*Given exercise 1*. Return the passage from the forum thread on GPU quantum chemistry calculations word for word, starting with "Message boards : News" and going on through "Ian&Steve C.".
*Given exercise 2*. Retype part of the records below without any change, starting with the line with "Practice. Indicate each instance of the bus" and going on through the final line of the records.

*Page extract*.
PYSCFbeta: Quantum chemistry calculations on GPU

Message boards : News : PYSCFbeta: Quantum chemistry calculations on GPU
Message board moderation

To post messages, you must log in.

Previous · 1 . . . 8 · 9 · 10 · 11 · 12 · 13 · 14 · Next

AuthorMessage
Ian&Steve C.

Send message
Joined: 21 Feb 20
Posts: 1116
Credit: 40,839,470,595
RAC: 6,423
Level
Trp
Scientific publications
wat
Message 61237 - Posted: 11 Feb 2024, 3:30:21 UTC - in response to Message 61236.  

Ian, are you saying that even after you've set DCF to a low value in the client_state file that it is still escalating?

I set mine to 0.02 a month ago and it is still hanging around there now that I looked at the hosts here.


my DCF was set to about 0.01, and my tasks were estimating that they would take 27hrs each to complete.

i changed the DCF to 0.0001, and that changed the estimate to about 16mins each.

then after a short time i noticed that the time to completion estimate was going up again, reaching back to 27hrs again. i checked DCF and it's back to 0.01.
ID: 61237 · Rating: 0 · rate: Rate + / Rate - Report as offensive     Reply Quote
Profile ServicEnginIC
Avatar

Send message
Joined: 24 Sep 10
Posts: 592
Credit: 11,972,186,510
RAC: 1,447
Level
Trp
Scientific publications
watwatwatwatwatwatwatwatwatwatwatwatwatwatwatwatwatwatwatwatwatwatwatwat
Message 61238 - Posted: 11 Feb 2024, 15:35:28 UTC - in response to Message 61223.

*Records provided*.
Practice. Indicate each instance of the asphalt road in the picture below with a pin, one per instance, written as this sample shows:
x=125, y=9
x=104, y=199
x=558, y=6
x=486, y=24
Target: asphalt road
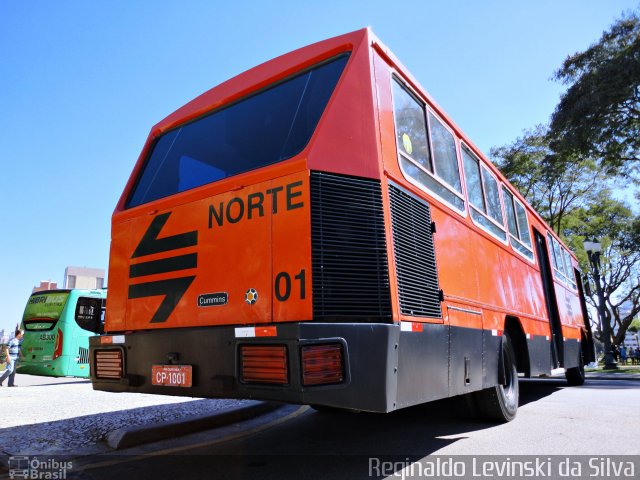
x=598, y=419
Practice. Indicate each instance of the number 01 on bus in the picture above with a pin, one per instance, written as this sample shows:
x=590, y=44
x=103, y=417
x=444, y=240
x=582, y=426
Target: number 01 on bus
x=318, y=231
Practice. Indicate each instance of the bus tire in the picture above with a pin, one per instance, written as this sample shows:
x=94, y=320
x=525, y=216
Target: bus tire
x=575, y=375
x=500, y=403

*Correct response 1*.
Message boards : News : PYSCFbeta: Quantum chemistry calculations on GPU
Message board moderation

To post messages, you must log in.

Previous · 1 . . . 8 · 9 · 10 · 11 · 12 · 13 · 14 · Next

AuthorMessage
Ian&Steve C.

*Correct response 2*.
Practice. Indicate each instance of the bus tire in the picture above with a pin, one per instance, written as this sample shows:
x=94, y=320
x=525, y=216
Target: bus tire
x=575, y=375
x=500, y=403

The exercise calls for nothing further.